▶ **Your goal**: Print the records exactly as they are written.

[Start of section]

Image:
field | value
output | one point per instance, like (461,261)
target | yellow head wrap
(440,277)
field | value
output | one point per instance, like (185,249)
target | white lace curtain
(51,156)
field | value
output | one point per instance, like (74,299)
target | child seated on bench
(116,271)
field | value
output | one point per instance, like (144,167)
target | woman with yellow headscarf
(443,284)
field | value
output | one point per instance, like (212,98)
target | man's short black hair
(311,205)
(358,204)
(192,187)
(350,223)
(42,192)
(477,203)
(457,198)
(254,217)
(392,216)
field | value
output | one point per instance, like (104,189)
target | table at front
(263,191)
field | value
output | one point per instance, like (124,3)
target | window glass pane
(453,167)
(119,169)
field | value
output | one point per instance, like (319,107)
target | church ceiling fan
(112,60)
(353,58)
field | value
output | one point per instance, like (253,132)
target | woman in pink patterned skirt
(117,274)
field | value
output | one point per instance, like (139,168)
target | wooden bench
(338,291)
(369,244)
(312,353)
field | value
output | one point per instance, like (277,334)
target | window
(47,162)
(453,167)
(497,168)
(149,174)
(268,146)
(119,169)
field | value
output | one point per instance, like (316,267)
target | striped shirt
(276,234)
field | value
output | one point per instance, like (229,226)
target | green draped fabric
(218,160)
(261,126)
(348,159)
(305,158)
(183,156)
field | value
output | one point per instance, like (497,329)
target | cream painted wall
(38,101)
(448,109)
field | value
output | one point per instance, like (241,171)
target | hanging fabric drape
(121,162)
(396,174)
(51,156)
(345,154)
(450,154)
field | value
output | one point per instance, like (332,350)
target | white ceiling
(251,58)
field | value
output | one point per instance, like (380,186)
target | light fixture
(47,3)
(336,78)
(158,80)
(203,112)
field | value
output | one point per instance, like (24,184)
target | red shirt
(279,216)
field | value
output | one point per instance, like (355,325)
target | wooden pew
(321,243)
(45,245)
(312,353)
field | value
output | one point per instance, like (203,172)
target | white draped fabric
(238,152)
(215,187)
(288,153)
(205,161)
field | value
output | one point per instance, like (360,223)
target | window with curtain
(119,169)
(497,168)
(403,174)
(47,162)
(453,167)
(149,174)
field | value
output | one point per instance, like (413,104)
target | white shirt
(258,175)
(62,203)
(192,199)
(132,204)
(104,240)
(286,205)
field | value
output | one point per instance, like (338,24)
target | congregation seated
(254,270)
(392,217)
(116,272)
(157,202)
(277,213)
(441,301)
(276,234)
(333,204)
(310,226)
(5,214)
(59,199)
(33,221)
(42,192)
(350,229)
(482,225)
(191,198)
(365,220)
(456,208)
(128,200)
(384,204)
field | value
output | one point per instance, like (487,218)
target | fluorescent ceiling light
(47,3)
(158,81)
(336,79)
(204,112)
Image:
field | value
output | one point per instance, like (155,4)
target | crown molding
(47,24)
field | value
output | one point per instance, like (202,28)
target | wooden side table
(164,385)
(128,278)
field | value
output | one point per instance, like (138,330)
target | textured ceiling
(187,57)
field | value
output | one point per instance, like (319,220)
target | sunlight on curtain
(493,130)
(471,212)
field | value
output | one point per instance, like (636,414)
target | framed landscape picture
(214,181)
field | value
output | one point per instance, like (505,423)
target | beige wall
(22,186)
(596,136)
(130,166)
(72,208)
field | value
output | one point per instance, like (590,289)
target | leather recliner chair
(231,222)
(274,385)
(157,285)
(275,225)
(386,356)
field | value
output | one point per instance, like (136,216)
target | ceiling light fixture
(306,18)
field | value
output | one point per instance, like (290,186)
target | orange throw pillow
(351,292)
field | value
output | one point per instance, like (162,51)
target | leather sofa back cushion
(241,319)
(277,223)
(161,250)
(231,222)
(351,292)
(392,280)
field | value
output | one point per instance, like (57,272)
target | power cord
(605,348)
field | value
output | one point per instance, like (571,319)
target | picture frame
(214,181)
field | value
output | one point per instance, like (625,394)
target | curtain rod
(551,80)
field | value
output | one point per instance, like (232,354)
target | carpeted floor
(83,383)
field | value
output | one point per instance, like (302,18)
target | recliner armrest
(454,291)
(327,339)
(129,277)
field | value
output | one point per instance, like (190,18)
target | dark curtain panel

[End of section]

▶ **Expected answer**:
Image:
field | value
output | one point per instance, like (461,261)
target | yellow head wrap
(440,277)
field | value
output | one point per instance, like (185,249)
target | white lace curtain
(51,156)
field | value
output | one point per instance, like (74,299)
target | child seated on bench
(116,271)
field | value
output | one point per instance, like (144,167)
target | woman with yellow headscarf
(443,284)
field | value
output | one point per instance, like (212,98)
target | man's short black hair
(311,205)
(358,204)
(192,187)
(350,223)
(42,192)
(477,203)
(457,198)
(254,217)
(392,216)
field | value
output | one point per instance, like (104,189)
target | table at front
(263,191)
field | value
output | one point per instance, like (124,3)
target | window glass pane
(453,167)
(119,169)
field | value
output | one point per instance, like (319,107)
target | church ceiling fan
(112,60)
(353,58)
field | value
output | one point per instance, like (253,132)
target | woman in pink patterned skirt
(117,274)
field | value
output | one point per instance, like (139,168)
target | wooden bench
(338,291)
(369,244)
(312,353)
field | value
output | one point per instance, like (277,334)
target | window
(47,162)
(453,167)
(497,168)
(149,174)
(268,146)
(119,169)
field | value
output | one point per instance, like (316,267)
target | striped shirt
(276,234)
field | value
output | one point per instance, like (229,226)
target | green draped fabric
(218,160)
(261,126)
(348,159)
(305,158)
(183,156)
field | value
output | one point per instance, like (497,329)
target | cream painted wall
(38,101)
(448,109)
field | value
output | one point per instance, like (241,171)
target | hanging fabric drape
(121,162)
(396,174)
(51,156)
(345,154)
(450,154)
field | value
output | one point per instance, like (332,350)
target | white ceiling
(251,58)
field | value
output | one point per instance, like (380,186)
target | light fixture
(47,3)
(336,78)
(158,80)
(203,112)
field | value
output | one point per instance, like (24,184)
target | red shirt
(279,216)
field | value
output | one point per instance, like (355,325)
target | wooden pew
(321,243)
(45,245)
(312,353)
field | value
output | one point per instance, like (203,172)
target | white draped fabric
(238,152)
(215,187)
(288,153)
(205,161)
field | value
output | one point per instance, like (360,223)
target | window with curtain
(119,169)
(497,168)
(403,174)
(47,162)
(453,167)
(149,174)
field | value
output | one point per instance, like (413,104)
target | white shirt
(258,175)
(62,203)
(192,199)
(132,204)
(104,240)
(286,205)
field | value
output | one point per instance, like (338,24)
target | congregation seated
(254,270)
(392,217)
(116,272)
(157,202)
(277,213)
(441,301)
(276,234)
(333,204)
(310,226)
(5,214)
(59,199)
(33,221)
(42,192)
(350,229)
(482,225)
(191,198)
(365,220)
(456,208)
(128,200)
(384,204)
field | value
output | one point per instance, like (487,218)
target | fluorescent ceiling light
(47,3)
(158,81)
(336,79)
(204,112)
Image:
field | value
output | one point per instance, like (155,4)
target | crown molding
(47,24)
field | value
output | one point per instance, like (202,28)
target | wooden side table
(164,385)
(128,278)
field | value
output | one point per instance, like (138,330)
target | textured ceiling
(187,57)
field | value
output | one point per instance, like (319,220)
target | sunlight on curtain
(493,130)
(471,212)
field | value
output | one point per instance, like (636,414)
target | framed landscape picture
(214,181)
field | value
output | one point per instance, like (505,423)
target | beige wall
(22,186)
(596,136)
(130,166)
(72,208)
field | value
output | one point per instance, like (590,289)
target | leather recliner chair
(231,222)
(274,385)
(157,285)
(275,225)
(386,356)
field | value
output | one point per instance, like (136,216)
target | ceiling light fixture
(306,18)
field | value
output | one point per instance, like (290,186)
target | orange throw pillow
(351,292)
field | value
output | one point per instance, like (162,51)
target | leather sofa back cushion
(241,319)
(277,223)
(161,250)
(231,222)
(351,292)
(392,280)
field | value
output | one point per instance, like (57,272)
target | power cord
(605,348)
field | value
output | one point per instance, like (571,319)
target | picture frame
(214,181)
field | value
output | one point per instance, like (625,394)
target | curtain rod
(551,80)
field | value
output | one point per instance, like (232,354)
target | carpeted floor
(83,383)
field | value
output | one point per instance, like (302,18)
target | recliner armrest
(454,291)
(327,339)
(129,277)
field | value
output | one point per instance, like (190,18)
target | dark curtain panel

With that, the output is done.